-- Begin --

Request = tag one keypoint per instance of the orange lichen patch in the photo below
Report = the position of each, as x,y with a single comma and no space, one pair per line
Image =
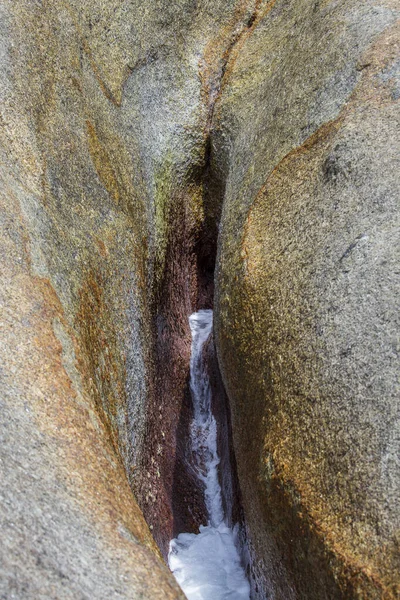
363,566
83,460
370,90
104,368
103,164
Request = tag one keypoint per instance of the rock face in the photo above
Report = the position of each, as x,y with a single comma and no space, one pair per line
306,140
128,131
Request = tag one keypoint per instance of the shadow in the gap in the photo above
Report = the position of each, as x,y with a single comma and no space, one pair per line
188,506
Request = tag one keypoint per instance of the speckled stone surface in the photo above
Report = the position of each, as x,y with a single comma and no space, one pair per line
306,139
127,129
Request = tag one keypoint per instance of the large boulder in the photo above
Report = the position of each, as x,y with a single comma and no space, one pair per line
306,149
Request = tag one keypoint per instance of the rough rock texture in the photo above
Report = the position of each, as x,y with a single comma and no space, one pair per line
127,130
306,145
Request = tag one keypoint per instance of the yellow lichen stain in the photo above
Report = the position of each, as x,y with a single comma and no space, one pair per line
103,164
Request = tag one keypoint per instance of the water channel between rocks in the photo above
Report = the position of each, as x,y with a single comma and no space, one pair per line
207,565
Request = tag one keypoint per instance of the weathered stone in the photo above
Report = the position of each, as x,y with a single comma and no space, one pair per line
128,128
306,143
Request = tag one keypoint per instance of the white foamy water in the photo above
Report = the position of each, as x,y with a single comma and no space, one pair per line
207,565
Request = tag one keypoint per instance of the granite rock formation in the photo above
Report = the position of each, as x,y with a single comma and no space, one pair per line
139,141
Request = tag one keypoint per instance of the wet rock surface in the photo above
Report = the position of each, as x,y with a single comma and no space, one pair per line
127,133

-- End --

Goal of the exercise
Reproduce all of the entries above word for word, leaving the picture out.

Correct response
Request = tag one keypoint per instance of the orange lichen patch in the photo below
Report = the position of each, as x,y with a single comma and no space, one pair per line
Image =
363,566
83,460
370,90
104,368
103,164
Request = tag one keypoint per instance of the rock face in the photo above
Report = the position of each, as x,y with a single comma and no space, one pair per line
306,140
128,131
Request = tag one keypoint per instance of the shadow in the gap in the photo above
Report = the position of each, as x,y with a single comma and no space, one pair per line
188,506
Request = tag one keypoint per instance of the speckled stone surface in the photo above
Report = the position of each, as x,y with a single comma and no space, one pair per line
306,139
127,129
Request = tag one keypoint per instance of the large boulder in the photo above
Report = the position of each, as x,y with a single comma and no space, one pair per line
306,149
Request = tag one keypoint per instance of the rough rock texture in the photo above
Report = the position of each, as x,y with a single comma and no space, one pair per line
127,130
306,145
Request = tag one keypoint per instance of the yellow lichen stain in the photo above
Report = the position of each, as x,y with a single comma and no space, one pair per line
103,164
Request = tag one keypoint per instance of the water channel between rocks in the photo above
Report = the position of each, as x,y with a single comma and no space, one pair per line
207,565
Request = tag one keypoint per instance of the weathered stone in the photo above
Report = the position of each, as x,y with a single comma and no space, one pair per line
128,128
306,143
Request = tag one keypoint per instance of the white foamy water in the photo above
Report = the position of each, as x,y with a single comma and no space, one pair per line
207,565
Request = tag one keypoint per instance of the granite rock formation in the photo above
Report = the position of each, as x,y with a single comma and no space, one pair per line
139,141
Request = tag one keypoint per instance of the wet rock surface in the photo above
Report = the position of each, as x,y with a single comma and no space, one pair per line
127,133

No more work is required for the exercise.